* EXERCISE DETAILS: Copy the entries below verbatim, omitting any pictures they contain.

* SOURCE MATERIAL:
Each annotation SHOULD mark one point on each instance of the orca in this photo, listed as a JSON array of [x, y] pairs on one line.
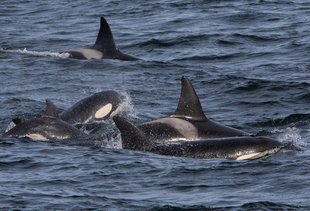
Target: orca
[[235, 148], [188, 122], [48, 127], [97, 107], [104, 47]]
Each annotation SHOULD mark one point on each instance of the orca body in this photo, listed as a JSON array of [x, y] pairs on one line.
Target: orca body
[[188, 122], [97, 107], [104, 47], [45, 128], [236, 148]]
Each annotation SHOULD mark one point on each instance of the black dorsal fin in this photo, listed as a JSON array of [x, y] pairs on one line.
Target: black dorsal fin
[[17, 121], [51, 110], [105, 41], [189, 104], [132, 137]]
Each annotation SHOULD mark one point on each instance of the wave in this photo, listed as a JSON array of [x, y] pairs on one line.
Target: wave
[[36, 53], [261, 205], [291, 119]]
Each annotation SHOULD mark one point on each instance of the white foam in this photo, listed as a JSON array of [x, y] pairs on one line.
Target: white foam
[[290, 135], [36, 53], [10, 126]]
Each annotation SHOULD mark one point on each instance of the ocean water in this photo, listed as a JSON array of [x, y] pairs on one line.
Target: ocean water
[[248, 60]]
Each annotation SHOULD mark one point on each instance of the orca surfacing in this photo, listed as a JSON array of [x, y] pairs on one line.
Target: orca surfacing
[[104, 47], [235, 148]]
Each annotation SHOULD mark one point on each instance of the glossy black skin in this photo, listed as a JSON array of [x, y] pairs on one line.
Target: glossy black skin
[[84, 111], [105, 46], [205, 129], [49, 127], [134, 138], [189, 114], [224, 148]]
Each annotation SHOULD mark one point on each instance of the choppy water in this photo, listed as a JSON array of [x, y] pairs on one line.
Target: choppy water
[[248, 60]]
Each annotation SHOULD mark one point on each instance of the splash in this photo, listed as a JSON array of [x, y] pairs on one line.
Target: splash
[[36, 53], [128, 107], [290, 135]]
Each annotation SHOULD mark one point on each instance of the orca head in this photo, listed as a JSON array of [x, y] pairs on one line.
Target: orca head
[[189, 105], [51, 109]]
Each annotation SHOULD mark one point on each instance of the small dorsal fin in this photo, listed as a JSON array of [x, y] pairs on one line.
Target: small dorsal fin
[[51, 110], [17, 121], [105, 41], [132, 137], [189, 104]]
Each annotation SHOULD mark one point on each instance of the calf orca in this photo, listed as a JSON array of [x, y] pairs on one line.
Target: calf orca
[[104, 47], [188, 122], [45, 128], [97, 107], [236, 148]]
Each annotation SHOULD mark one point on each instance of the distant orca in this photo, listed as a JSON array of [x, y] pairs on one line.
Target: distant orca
[[236, 148], [47, 127], [97, 107], [104, 47], [188, 122]]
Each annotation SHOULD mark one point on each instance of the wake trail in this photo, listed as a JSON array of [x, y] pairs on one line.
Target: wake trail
[[36, 53]]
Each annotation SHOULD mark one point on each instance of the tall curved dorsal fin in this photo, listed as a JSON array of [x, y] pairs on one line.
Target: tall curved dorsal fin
[[51, 110], [17, 121], [132, 137], [189, 104], [105, 41]]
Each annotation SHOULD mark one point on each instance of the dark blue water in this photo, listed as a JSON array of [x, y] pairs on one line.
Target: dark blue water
[[248, 60]]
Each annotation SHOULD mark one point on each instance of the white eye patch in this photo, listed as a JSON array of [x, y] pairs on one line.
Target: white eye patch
[[249, 156], [36, 137], [103, 111], [10, 126]]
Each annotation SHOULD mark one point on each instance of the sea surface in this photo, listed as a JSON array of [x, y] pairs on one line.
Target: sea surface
[[249, 62]]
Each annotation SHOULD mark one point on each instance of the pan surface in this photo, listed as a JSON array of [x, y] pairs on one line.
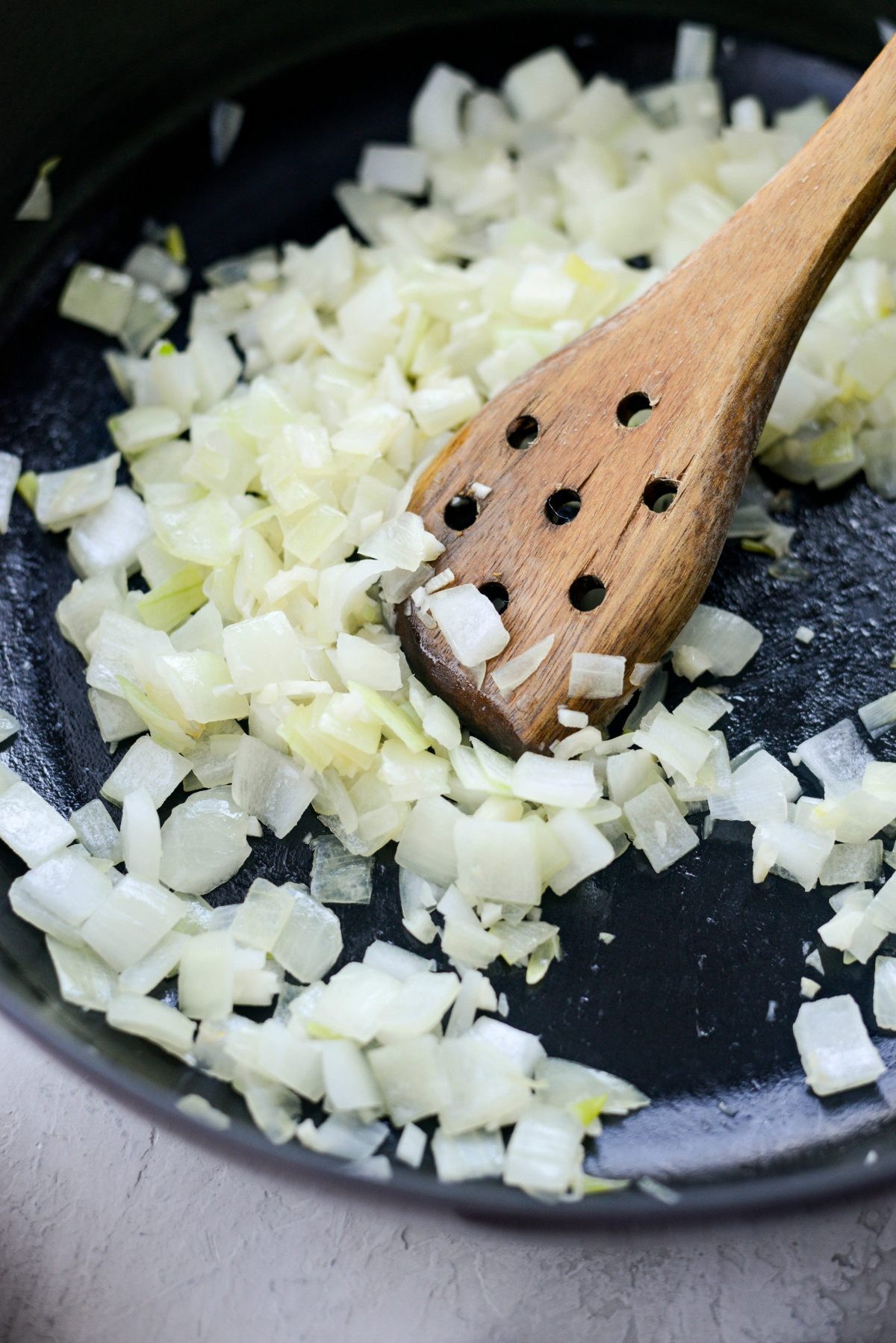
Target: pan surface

* TASK ANSWER:
Each annotation SHOULD mark one point on each instance of the orca in this photo, listed as a JSON array of [x, y] pairs on one line.
Target: orca
[[235, 148], [188, 122], [48, 127], [97, 107], [104, 47]]
Each annotation SHOULD mark one point on each instance of the orca body in this photo, listed as a JSON array of [x, y] pairs on one line.
Target: orca body
[[188, 122], [97, 107], [104, 47], [45, 128], [236, 148]]
Each annotation SHOULD mark one point on each instance of the black dorsal fin in this photo, listed as a JSON array of [x, y] pairs on one line.
Target: black dorsal fin
[[17, 121], [51, 110], [105, 41], [189, 104], [132, 137]]
Each annotation SHOULD mark one point on each instance of the wave in this photo, listed as a JSON array of [x, y] pairs on one line.
Target: wave
[[36, 53], [261, 205], [291, 119]]
Each annotation SHOULD mark one point on each instance of the white foam in this photo, listed as a JSON array of [x, y] pairs on one line.
Target: white foam
[[290, 135], [36, 53], [10, 126]]
Each annotation SHOULD mark one point on each instance of the ocean water in this photo, listed as a JSON array of [x, y] pairs on one line.
Target: ocean water
[[248, 60]]
Each annotation SHOULD mark one point on each instance of the orca surfacing in this photo, listed as a JSON array of [x, y] pairs on one line.
Target: orca surfacing
[[104, 47], [235, 148]]
Each annotation SHOULD mark one point on each instance of the glossy black skin in this photo, listed as a JSON array of [x, y] pairs on one line.
Target: glossy black skin
[[84, 111], [105, 46], [205, 129], [49, 127], [134, 138], [189, 114], [224, 148]]
Each annotation SHOULD mark one point on each instance of the choppy water in this photo, listed as a JSON array of [x, y] pairs on one line.
Target: choppy water
[[248, 60]]
Each annotation SHOULD mark one point on each instance of the splash in this photo, listed as a JSON array of [x, y] pairs on one line.
Target: splash
[[36, 53], [128, 107], [290, 135]]
Each annotation SHOULD mark one point on each instance of the orca head in this photo, listed as a JSON array of [x, y] pairs on one line.
Target: orca head
[[189, 105], [51, 109]]
Each annotation SHOULD mark one point on each instance of the small dorsal fin in this photo, listed as a JSON array of [x, y] pairs on one line.
Target: small dorsal fin
[[51, 110], [17, 121], [105, 41], [132, 137], [189, 104]]
Each annotation SHOULD mark one point on each instance of the calf orca in this photo, listed as a JSON array of [x, y] pairs on one line.
Target: calf orca
[[104, 47], [188, 122], [45, 128], [97, 107], [236, 148]]
Each annotation SHOULD mark one point on each instance of the distant orca in this photo, listed as a JSON array of [x, y] pairs on one line.
Target: distant orca
[[236, 148], [47, 127], [97, 107], [104, 47], [188, 122]]
Each annotation SHOULD mark one point on each instance of the wake trail in this photo, listed as a JSON array of [x, y] pairs on one line.
Target: wake trail
[[36, 53]]
Each annotation SHOULD mark one point on each instance of the tall curved dorsal fin in this photo, listed as a JSON array of [x, y] pairs on one line.
Target: tall curved dorsal fin
[[51, 110], [17, 121], [132, 137], [189, 104], [105, 41]]
Each annotation SHOULD mark one point on each instance of the dark blue water in this photo, listed as a JSON array of [x, y] pairs on one line.
Target: dark blue water
[[248, 60]]
Each annotation SHOULD mark one point on each instance of the white eye patch in this photo, listed as a JSON array of [x, y] pairs on one line.
Target: white eye patch
[[249, 156], [36, 137], [103, 111], [10, 126]]
Each annotation SHOULD mark one point on each instance of the sea surface in this photo, listed as a JSON array of [x, y] pairs on one line.
Target: sea surface
[[249, 62]]
Each annotation SHOULD mark one point on each instance of the pan surface in this photo, listed as a JSON array of [x, y] pairs on one line.
Target: pan surface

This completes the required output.